> ЗАДАНИЯ:
1. Какой греческий термин в тексте об эстетике света у Платона переводится как «светоносный»?
2. Продолжите текст об эстетике света у Платона, начав сразу после его последнего предложения.
+++ ФРАГМЕНТ ТЕКСТА
Теперь перейдем к обзору отдельных терминов и понятий, относящихся к эстетике света у Платона.
7. Светоносность
Если начать с термина phosphoros, "светоносный", то такой текст, как об устроении богами "светоносных глаз", в контексте космологического исследования (Tim. 45b), несомненно, носит эстетический налет, поскольку общие принципы космологии воплощены здесь в определенном единичном явлении. Предполагается, что вокруг человека все освещено и что для восприятия этой освещенности тоже необходимы светоносные органы, поскольку подобное познается подобным. Но там, где общее совпадает с единичным, всегда содержится элемент эстетический. Характерно, что в указанном месте "Тимея" Платон допускает интересную игру слов: так как hemera обозначает "день", a hemeros - "кроткий", то Платон говорит о доставлении глазам "кроткого света" в противоположность грубо ожигающим свойствам огня (тот же мотив в Crat. 418b). Это значит, что световые образы гораздо более идеальны, осмысленны и познавательны, то есть тем самым гораздо более легки и прозрачны, чем грубое и вещественное ожигающее действие огня. Уже тут кроется приближение к эстетической области.
++++++
+++ ПЕРЕЧЕНЬ ЗАПИСЕЙ
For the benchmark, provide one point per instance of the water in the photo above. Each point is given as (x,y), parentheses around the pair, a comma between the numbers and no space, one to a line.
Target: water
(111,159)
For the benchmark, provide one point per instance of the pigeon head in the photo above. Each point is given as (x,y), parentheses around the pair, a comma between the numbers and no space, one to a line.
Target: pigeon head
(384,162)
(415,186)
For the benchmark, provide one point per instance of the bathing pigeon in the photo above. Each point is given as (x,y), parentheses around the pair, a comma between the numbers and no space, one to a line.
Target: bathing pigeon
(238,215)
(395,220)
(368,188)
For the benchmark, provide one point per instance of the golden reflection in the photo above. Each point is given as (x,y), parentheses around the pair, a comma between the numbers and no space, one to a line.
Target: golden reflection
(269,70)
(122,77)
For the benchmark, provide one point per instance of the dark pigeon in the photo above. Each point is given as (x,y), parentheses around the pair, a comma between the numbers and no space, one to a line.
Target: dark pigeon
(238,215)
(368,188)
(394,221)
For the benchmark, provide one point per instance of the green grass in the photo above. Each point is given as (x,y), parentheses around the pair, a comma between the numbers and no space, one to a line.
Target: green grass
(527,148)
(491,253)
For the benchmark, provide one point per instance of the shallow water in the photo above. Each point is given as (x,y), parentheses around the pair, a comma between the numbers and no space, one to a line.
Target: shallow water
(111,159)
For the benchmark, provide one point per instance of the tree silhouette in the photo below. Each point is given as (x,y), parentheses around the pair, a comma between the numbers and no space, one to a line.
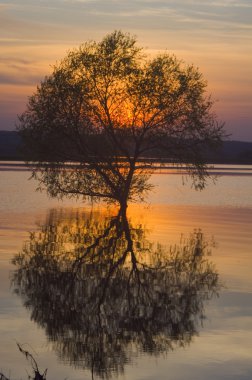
++++++
> ОТВЕТЫ К ЗАДАНИЯМ:
1. Термин phosphoros.

2.
Гораздо чаще встречается у Платона термин phanos, "светлый", "просветленный". Характерным образом именно таким эпитетом сопровождается у Платона имя Эроса с интересным прибавлением ellogimos, "мудрый", "осведомленный", "значительный", "славный", и как раз в отношении демиургии искусства (Conv. 197а). Эрос, следовательно, "значительный и светлый" в активно-творческом значении этих слов. "Светлую жизнь" проводят те, которые приобщились к небесной области (Phaedr. 256d). Как глаз поворачивается от темного к светлому, так и душа поворачивается от преходящего к сиянию истинно сущего (R.P. VII 518с). В этом же смысле говорится о "светлом и прекрасном" (VI 506d). Мнение яснее незнания и темнее знания (V 478с), так что необходимо понимать реальное состояние души, - от более ли светлого она перешла к мрачному, или, наоборот, - от мрака к блеску (VII 518а). Душа не может стать темнее небытия и светлее бытия (V 479d), так что к более светлому бытию она переходит от темноты подобно чувственному переходу от мрака к свету (VII 532с), а искусство появилось у людей "вместе с ослепительным огнем" Прометея (Phileb. 16с). Даже в чувственной области различаются отражения предметов на подвижной и текучей поверхности воды и на предметах "плотных и гладких", которые от этого становятся блестящими (R.P. VI 510а). Таким образом, исследование показывает, что термин phanos, указывающий на "светлость" или "светлоту", употребляется Платоном почти исключительно только в характеристике истинно сущего как его наиболее ясная и видимая сторона. Последний из приведенных нами текстов безусловно свидетельствует и о связи этого термина с областью искусства.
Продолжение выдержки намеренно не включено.